#### [Work required]
Find every line in the data below that contains the string "boot" and copy each of those lines. Case counts.

## START Stored data

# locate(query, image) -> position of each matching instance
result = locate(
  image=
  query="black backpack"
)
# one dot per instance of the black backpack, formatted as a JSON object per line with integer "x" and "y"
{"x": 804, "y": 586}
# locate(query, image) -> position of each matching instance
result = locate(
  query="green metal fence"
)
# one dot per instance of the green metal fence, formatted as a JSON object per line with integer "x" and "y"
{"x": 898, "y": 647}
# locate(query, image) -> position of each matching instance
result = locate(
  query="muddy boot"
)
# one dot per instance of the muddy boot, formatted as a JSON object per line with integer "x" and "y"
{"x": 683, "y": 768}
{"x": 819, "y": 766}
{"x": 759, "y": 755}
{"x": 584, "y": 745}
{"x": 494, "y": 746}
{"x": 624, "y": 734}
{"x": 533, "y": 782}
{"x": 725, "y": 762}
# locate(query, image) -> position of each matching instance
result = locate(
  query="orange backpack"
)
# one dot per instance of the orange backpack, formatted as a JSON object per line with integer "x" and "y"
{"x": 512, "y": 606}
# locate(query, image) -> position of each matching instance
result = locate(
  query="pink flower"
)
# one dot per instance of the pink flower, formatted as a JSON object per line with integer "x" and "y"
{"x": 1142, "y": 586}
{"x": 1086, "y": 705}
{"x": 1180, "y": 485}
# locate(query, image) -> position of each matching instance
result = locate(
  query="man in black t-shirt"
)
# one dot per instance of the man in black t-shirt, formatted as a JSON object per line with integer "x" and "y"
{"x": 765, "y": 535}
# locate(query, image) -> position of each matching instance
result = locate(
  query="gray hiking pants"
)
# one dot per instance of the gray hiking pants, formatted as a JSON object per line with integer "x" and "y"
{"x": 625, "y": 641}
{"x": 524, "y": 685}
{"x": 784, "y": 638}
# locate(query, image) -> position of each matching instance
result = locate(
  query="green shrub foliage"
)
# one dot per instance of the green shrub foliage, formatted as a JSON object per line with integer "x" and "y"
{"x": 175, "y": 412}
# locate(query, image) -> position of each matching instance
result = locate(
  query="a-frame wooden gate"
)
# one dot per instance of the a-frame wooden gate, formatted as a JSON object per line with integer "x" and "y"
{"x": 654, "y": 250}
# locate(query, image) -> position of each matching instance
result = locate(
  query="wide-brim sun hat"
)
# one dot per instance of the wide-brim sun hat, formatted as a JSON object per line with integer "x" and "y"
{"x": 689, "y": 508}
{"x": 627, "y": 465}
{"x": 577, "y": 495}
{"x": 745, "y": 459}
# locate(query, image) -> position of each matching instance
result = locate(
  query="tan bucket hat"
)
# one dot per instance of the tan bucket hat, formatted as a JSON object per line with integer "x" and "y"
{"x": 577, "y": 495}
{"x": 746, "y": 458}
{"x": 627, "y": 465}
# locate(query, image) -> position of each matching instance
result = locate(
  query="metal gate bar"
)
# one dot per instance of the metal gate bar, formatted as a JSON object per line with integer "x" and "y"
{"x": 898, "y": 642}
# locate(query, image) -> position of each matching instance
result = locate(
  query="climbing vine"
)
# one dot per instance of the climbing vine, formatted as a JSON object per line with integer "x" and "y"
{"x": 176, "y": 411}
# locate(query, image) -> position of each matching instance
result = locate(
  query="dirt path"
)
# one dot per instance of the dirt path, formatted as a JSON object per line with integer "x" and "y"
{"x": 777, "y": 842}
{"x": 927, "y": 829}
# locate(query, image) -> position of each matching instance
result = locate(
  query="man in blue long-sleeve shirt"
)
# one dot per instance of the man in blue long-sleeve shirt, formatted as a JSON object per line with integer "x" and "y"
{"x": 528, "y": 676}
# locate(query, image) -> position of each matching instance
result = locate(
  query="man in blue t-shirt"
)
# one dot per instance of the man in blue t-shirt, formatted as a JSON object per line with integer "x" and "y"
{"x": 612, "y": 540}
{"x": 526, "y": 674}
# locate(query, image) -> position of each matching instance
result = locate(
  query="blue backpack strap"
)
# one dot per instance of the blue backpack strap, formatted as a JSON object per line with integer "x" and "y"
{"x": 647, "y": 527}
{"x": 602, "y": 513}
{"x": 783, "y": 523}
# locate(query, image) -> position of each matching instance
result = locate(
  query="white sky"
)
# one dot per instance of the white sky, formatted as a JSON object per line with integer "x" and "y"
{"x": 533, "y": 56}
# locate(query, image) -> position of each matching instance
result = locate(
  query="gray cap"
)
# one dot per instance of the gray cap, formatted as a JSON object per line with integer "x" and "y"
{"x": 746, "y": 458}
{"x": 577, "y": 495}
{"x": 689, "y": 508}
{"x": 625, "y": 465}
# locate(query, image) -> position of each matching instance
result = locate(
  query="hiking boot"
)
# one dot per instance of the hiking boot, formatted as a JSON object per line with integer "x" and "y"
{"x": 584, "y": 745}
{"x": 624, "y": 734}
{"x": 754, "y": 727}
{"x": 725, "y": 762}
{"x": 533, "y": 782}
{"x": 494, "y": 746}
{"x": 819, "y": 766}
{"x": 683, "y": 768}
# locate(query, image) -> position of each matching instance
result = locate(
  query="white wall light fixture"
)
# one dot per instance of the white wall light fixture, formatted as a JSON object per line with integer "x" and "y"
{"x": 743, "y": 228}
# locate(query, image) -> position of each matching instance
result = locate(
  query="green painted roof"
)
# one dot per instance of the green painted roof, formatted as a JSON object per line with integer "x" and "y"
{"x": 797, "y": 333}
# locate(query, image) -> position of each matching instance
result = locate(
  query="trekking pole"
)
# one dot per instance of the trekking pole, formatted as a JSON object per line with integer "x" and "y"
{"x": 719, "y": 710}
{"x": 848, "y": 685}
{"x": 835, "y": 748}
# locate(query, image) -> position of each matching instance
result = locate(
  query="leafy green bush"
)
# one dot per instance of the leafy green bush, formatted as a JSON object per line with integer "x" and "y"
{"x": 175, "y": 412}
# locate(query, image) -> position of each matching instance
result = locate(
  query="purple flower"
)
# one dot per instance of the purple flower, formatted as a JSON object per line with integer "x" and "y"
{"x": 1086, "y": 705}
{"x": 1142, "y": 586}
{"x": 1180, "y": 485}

## END Stored data
## START Stored data

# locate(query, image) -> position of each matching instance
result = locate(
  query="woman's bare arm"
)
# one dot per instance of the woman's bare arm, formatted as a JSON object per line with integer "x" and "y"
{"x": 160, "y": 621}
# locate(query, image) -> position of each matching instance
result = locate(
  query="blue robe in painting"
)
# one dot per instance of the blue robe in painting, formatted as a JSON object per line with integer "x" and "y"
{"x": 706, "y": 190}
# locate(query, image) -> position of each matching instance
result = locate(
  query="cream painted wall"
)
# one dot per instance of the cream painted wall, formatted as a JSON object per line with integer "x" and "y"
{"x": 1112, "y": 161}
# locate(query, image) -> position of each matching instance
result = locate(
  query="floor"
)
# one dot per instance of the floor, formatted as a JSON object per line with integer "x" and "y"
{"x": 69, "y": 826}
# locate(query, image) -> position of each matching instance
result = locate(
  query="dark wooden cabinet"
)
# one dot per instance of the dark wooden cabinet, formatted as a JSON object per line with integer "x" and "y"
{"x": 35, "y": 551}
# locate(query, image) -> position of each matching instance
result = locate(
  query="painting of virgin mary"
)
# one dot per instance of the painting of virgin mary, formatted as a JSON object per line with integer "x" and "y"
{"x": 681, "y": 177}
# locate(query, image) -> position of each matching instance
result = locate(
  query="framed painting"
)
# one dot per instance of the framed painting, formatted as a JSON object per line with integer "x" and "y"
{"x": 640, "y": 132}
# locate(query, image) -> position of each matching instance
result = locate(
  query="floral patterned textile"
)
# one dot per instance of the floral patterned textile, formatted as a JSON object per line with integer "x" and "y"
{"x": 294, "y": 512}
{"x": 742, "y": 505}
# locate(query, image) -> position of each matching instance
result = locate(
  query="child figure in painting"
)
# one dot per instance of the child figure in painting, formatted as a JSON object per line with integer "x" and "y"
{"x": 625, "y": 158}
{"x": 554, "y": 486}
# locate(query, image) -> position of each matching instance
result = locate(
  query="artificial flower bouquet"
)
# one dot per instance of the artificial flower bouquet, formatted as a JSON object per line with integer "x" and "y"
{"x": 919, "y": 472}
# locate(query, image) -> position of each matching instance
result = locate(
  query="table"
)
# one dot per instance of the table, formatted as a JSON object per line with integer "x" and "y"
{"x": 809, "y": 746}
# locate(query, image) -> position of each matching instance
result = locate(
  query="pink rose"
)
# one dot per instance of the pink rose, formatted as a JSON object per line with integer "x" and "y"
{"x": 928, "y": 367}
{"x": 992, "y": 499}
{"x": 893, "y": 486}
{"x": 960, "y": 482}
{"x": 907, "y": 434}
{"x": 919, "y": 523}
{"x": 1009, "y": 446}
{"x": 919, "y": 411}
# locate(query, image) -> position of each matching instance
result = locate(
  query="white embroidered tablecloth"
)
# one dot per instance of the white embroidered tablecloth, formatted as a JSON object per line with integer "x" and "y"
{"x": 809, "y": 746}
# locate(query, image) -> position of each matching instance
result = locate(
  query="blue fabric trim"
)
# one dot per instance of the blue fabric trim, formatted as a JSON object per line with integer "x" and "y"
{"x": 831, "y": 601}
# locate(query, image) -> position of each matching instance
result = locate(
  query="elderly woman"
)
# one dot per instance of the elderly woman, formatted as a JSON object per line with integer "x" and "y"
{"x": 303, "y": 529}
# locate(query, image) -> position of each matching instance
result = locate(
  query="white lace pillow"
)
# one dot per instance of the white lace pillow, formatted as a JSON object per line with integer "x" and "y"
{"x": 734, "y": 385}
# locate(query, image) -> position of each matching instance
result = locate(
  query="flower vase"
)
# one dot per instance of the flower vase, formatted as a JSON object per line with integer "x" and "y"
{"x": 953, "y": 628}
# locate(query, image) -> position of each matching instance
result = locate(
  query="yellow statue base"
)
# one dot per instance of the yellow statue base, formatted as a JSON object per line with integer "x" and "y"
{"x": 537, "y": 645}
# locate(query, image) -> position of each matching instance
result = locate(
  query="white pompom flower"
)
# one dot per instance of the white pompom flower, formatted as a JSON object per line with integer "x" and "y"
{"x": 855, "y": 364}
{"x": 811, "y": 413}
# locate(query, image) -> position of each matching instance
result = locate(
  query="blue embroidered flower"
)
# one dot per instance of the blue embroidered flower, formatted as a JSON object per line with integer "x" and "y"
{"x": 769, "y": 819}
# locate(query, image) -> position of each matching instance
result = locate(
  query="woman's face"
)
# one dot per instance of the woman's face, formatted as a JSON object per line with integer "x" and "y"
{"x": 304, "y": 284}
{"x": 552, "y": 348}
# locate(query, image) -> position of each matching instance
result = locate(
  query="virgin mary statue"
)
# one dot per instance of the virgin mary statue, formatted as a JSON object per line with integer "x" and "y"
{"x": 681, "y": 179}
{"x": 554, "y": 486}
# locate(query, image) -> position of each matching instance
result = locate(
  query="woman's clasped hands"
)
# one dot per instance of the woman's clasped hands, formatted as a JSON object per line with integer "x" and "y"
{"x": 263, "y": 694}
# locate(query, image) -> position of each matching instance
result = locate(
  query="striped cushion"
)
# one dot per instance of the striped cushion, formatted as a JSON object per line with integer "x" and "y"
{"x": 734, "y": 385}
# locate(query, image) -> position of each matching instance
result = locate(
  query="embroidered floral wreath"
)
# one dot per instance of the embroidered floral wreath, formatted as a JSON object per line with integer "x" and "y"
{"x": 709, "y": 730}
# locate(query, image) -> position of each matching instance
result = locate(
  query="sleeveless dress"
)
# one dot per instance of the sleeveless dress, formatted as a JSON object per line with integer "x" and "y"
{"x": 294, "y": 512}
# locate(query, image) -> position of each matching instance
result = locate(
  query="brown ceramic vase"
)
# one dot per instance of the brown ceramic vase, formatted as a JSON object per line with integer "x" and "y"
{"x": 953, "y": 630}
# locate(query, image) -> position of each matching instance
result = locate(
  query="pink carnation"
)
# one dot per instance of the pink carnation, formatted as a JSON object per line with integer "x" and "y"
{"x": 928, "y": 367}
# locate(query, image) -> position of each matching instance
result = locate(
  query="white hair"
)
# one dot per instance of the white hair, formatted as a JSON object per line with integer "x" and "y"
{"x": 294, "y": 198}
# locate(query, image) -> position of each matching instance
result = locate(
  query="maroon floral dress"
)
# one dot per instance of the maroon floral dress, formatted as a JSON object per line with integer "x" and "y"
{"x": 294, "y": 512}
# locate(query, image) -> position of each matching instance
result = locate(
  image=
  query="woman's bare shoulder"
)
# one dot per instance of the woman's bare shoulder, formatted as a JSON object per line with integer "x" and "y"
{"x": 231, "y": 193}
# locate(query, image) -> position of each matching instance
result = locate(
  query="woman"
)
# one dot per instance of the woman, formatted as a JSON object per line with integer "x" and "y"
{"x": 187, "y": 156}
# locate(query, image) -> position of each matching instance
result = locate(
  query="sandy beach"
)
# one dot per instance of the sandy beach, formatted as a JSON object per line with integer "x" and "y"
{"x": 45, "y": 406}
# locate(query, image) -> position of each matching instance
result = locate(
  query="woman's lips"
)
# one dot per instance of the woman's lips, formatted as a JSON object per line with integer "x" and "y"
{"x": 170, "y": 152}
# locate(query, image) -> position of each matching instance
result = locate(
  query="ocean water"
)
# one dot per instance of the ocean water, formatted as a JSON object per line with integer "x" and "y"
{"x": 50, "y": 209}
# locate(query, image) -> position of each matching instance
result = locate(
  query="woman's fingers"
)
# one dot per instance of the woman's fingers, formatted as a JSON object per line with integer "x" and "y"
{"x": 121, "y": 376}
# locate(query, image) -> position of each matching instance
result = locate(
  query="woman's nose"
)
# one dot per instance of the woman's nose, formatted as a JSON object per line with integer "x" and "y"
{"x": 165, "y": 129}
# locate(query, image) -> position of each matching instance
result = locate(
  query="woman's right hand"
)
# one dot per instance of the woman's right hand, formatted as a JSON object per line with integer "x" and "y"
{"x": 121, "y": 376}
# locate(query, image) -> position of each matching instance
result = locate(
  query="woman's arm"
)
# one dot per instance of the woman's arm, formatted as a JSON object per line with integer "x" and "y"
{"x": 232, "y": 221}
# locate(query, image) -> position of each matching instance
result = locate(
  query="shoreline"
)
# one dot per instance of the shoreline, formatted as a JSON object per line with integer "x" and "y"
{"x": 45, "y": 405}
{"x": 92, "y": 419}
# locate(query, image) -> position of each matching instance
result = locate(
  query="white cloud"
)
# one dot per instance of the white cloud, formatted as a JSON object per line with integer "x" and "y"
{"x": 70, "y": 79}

## END Stored data
## START Stored data

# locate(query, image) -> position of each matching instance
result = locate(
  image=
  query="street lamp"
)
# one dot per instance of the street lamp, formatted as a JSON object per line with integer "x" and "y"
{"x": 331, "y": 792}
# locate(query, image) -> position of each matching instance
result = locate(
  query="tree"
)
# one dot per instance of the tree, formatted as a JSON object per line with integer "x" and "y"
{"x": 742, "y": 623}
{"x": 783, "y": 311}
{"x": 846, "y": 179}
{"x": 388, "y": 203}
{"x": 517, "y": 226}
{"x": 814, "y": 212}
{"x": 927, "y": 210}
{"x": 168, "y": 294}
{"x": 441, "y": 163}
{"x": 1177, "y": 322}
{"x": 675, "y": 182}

## END Stored data

#### [Output]
  query="muddy boot"
# one dot per instance of the muddy boot, formatted as a JSON object per line with integer "x" and "y"
  query="hiking boot"
# one dot per instance of the hiking boot, formatted as a JSON object per line with integer "x" and "y"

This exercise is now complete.